### Excerpted passage

☆ ☆ ☆ ☆

On the whole, 25% of them were having five or more practical lessons per term, but as Table 4 shows, the tendency for students to have a single practical lesson per term is highest in rural schools followed by urban and peri-urban schools with 67.9%, 25.8%, and 32.4% questionnaire responses, respectively. This discrepancy is quite significant in terms of student achievement on the Visual Arts program and their preparation for WASSCE. It is essential therefore that all Visual Arts teachers plan the learning situations to include practical activities so learning becomes more meaningful to the students.
Location and Number of Practical Lessons Per Term.
Source. Fieldwork.
Given the curriculum requirement for schools to allocate 6 hr of instructional time to practical skills acquisition (MOE, 2008), neglecting to teach practical lessons in Visual Arts has the potential to negatively affect the overall performance of all Visual Arts students. Because teaching methods used determine the frequency of interaction between teachers and students (Gray, Griffin, & Nasta, 2005), providing activity-based teaching is more likely to make the subject matter of Visual Arts more meaningful to the students and enable them to develop their creative potentials. Well-selected teaching methods also improve on good working relations between teachers and students (Rowe & Stephanou, 2007). The heads of the various Visual Arts department must ensure that all teachers include practice in every teaching situation so they can promote interest and successful learning for their students.

☆ ☆ ☆ ☆

Point-based annotation data
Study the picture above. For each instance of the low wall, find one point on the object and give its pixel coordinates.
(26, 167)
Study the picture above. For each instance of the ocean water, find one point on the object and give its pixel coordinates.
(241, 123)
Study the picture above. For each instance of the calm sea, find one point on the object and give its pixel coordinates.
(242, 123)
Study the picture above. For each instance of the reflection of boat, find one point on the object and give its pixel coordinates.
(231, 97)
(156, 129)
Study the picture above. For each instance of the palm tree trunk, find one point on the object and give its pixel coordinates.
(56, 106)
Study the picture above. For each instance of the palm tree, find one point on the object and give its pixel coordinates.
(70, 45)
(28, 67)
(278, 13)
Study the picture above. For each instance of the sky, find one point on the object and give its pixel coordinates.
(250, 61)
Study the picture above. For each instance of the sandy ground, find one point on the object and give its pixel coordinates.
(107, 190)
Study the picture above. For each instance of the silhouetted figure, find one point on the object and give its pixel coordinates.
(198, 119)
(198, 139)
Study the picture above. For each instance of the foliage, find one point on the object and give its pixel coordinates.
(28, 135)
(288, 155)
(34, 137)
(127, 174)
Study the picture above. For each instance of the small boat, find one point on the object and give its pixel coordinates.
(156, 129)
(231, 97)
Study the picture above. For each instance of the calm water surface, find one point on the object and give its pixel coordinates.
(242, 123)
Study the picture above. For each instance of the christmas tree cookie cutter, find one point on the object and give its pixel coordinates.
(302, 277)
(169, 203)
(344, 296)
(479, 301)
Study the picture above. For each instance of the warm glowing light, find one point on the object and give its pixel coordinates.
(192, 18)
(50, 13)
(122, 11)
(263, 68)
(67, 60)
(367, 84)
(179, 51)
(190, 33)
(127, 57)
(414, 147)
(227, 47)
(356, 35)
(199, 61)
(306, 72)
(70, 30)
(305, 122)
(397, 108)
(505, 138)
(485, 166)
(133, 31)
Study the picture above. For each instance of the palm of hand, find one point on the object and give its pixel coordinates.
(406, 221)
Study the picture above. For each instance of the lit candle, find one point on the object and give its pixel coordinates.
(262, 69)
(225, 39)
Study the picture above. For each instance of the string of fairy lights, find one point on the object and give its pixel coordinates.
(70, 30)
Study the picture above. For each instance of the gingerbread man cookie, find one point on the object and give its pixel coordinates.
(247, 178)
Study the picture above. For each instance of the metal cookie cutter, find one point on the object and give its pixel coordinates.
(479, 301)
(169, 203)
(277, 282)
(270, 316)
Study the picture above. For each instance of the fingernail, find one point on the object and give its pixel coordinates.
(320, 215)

☆ ☆ ☆ ☆

Answer these questions from the passage on Visual Arts practical lessons:
(a) How much instructional time does the curriculum require schools to allocate to practical skills acquisition?
(b) What do the teaching methods used determine?
(c) Who must ensure that all teachers include practice in every teaching situation?

### Written answer
(a) 6 hr
(b) The frequency of interaction between teachers and students
(c) The heads of the various Visual Arts departments